> Directions for this task:
Copy out, unchanged, every line from the start of the records to the line that contains "Target: dead leaf on moss", and stop there.

*** Opening of Records to process ***

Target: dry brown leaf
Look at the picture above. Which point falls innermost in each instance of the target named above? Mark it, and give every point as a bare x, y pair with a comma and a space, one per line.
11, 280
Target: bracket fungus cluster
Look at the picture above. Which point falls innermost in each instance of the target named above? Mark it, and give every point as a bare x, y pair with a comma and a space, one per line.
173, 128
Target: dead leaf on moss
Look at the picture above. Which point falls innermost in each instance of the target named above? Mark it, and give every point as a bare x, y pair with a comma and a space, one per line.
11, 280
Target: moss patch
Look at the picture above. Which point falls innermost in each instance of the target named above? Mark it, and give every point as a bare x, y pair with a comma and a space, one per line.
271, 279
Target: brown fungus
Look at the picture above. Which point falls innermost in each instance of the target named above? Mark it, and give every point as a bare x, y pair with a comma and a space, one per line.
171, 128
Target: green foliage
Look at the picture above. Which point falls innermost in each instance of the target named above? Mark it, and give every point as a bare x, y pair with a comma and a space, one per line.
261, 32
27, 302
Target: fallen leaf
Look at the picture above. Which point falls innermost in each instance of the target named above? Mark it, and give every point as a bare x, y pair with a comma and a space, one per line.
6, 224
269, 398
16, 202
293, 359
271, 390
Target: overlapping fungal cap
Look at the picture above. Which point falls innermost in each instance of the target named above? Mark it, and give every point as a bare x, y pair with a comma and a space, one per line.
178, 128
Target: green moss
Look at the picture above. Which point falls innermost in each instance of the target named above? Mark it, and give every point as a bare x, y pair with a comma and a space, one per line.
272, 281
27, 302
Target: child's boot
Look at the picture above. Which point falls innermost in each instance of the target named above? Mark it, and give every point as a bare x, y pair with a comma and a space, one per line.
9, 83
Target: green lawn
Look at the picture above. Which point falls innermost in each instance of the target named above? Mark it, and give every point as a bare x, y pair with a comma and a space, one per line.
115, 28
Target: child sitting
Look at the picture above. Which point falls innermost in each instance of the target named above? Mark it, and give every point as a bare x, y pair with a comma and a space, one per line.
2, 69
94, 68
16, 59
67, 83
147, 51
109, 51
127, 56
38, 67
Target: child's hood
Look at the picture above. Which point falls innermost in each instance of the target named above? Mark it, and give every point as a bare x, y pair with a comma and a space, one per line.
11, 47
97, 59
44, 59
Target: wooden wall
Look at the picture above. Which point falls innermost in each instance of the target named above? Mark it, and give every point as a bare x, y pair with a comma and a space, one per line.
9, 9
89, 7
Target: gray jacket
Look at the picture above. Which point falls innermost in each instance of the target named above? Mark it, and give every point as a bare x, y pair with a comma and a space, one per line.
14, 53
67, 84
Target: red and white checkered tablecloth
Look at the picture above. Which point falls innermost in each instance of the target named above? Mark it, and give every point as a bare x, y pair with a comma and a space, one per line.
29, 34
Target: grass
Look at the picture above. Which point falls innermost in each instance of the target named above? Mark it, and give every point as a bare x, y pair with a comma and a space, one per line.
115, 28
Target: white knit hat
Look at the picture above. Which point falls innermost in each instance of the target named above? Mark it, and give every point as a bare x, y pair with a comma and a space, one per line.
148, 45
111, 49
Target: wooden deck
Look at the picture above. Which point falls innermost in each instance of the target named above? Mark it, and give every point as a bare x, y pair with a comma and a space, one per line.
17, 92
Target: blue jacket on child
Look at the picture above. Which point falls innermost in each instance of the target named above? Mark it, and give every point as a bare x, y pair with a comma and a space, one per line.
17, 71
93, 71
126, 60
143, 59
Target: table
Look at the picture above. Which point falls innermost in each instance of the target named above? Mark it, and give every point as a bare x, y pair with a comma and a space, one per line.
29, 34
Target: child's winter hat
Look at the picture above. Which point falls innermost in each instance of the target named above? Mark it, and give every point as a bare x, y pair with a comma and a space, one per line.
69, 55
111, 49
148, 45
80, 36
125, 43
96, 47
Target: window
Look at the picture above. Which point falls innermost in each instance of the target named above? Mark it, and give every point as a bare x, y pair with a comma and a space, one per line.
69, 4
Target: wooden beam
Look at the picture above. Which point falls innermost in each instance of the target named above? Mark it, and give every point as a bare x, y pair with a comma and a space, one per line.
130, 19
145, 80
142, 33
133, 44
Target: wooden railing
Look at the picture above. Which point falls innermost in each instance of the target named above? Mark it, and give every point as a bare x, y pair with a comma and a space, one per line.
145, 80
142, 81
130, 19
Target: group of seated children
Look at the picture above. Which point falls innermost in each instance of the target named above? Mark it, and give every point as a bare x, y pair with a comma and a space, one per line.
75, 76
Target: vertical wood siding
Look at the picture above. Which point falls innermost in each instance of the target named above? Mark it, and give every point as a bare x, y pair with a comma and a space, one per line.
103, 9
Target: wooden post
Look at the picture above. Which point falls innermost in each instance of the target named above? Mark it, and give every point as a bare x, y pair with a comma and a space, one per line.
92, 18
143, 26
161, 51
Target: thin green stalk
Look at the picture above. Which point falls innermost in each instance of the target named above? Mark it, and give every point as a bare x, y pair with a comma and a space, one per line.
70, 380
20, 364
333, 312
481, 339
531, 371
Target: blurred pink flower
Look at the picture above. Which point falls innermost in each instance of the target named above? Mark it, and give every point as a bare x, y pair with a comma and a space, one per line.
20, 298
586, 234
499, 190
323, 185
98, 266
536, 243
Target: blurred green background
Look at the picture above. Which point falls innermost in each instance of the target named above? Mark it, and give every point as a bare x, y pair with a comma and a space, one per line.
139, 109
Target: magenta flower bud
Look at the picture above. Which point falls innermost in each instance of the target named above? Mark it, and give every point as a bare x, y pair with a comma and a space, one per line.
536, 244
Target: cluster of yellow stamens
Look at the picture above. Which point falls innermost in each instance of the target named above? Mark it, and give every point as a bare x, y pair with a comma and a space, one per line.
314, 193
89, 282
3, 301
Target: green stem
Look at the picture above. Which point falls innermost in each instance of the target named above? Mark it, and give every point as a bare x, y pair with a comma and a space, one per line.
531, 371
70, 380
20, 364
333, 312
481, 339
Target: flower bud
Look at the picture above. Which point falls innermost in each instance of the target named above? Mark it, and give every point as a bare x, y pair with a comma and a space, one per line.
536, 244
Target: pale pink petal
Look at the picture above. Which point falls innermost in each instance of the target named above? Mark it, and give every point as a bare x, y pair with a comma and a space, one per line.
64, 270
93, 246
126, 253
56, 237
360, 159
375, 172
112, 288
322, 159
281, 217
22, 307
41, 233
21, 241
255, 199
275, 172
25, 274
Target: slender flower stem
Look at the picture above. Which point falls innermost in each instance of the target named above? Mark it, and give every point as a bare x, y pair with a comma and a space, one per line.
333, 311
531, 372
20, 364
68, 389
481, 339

*** Close of Records to process ***

> Exercise output:
Target: dry brown leaf
Look at the picture above. Which point falls innermost in each instance of the target named above? Mark it, and give every point as a bare x, y pair with a comma and a space, one per line.
11, 280
Target: bracket fungus cluster
Look at the picture above. Which point falls innermost in each instance of the target named above? Mark it, and give every point as a bare x, y pair with a comma and a space, one per line.
173, 128
Target: dead leaf on moss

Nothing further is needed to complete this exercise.